Carry on the talk transcript about how IBM's container service team handles deployments, picking up right after its last sentence.

● **SUPPLIED TEXT**:
★ ★ ★
And on top of that we manage upwards of 10,000 or more customer clusters. And each one of those customer clusters also has just a little bit of IBM code that runs on it as well. So now we have to manage code across tens of thousands of clusters and not only that but our team's themselves are kind of spread across the world. IBM loves to do this. We got so many people we just can't do it all in one spot. So we've got folks from our team in Raleigh and Austin, the UK, Germany. I'm know I'm missing some places. But the point is we have this global team spread across the world. So that also adds to some of the challenges. How do we make sure that all the teams can operate as a efficient team together?
So when I started the group they had taken a lot of the old kind of practices. You know, there was they were just deploying to a single data center. So had set up all these Jenkins jobs. Had to set up this pipeline to push him dev to stage, to pre-staged to production. And that deployment process take around three or four hours.
And we also tend to treat Armada itself as this big monolith. So we'd say, “Okay, here's Armada 1.5.3. Let's push this whole thing from stage into production.” And that actually was not scalable because we couldn't centrally build and push this thing out to six different places. I mean if we'd kept the same model we probably do a release maybe once a month. And on top of that since we're doing these big monolithic releases the release of themselves got very big. So you would have literally hundreds and hundreds of changes going to every single deployment.
So we kind of came up with some principles and what do we want to focus on? What do I make better for the container service? So the first thing we focused on is visibility. And this is kind of one of the things I'd learned 20 years ago doing services that most important things that we need to know is what's actually running where? When did it get it updated? Are they issues in the environment? So visibility is the first thing we tackled. Now not only do we know when we deployed something, but we know exactly what's running and every single cluster at any one time. In the past we knew what we deployed but we didn't know what was actually running. So that was a really helpful.
★ ★ ★
● **DATA SEGMENT**:
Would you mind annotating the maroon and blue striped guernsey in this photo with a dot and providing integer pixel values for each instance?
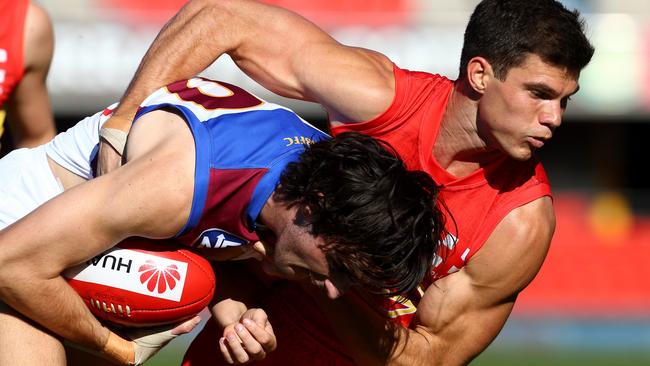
(243, 145)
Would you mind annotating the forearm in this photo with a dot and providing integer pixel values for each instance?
★ ★ ★
● **WRITTEN ANSWER**:
In addition with transparency … So this is kind of an IBM overall thing with transparency. In the past we used to have the RTC or CNBC for these code repositories. And it was kind of like a need-to-know basis to see the source code. So we've actually adopted this traditional GitHub model where everything is open. So if the team that works on the UI has a question of API, they can just look at the code for API. They can submit a PR for a code change. So this is all stuff that we in the room all know and love, but there's something that we had to learn over time.
And the next thing is kind of decentralizing and decoupling our services. So I mentioned before, most of our services were… we kind of treat Armada as just one big monolithic thing. And we've learned now to decouple these services. And because we treated as a monolith, there's like two guys in an organization of over 200 people, that it could actually push out a release of Armada. And so their jobs… They hated their jobs because like every… they just basically either doing deployments or freaking out how to fix a broken deployment.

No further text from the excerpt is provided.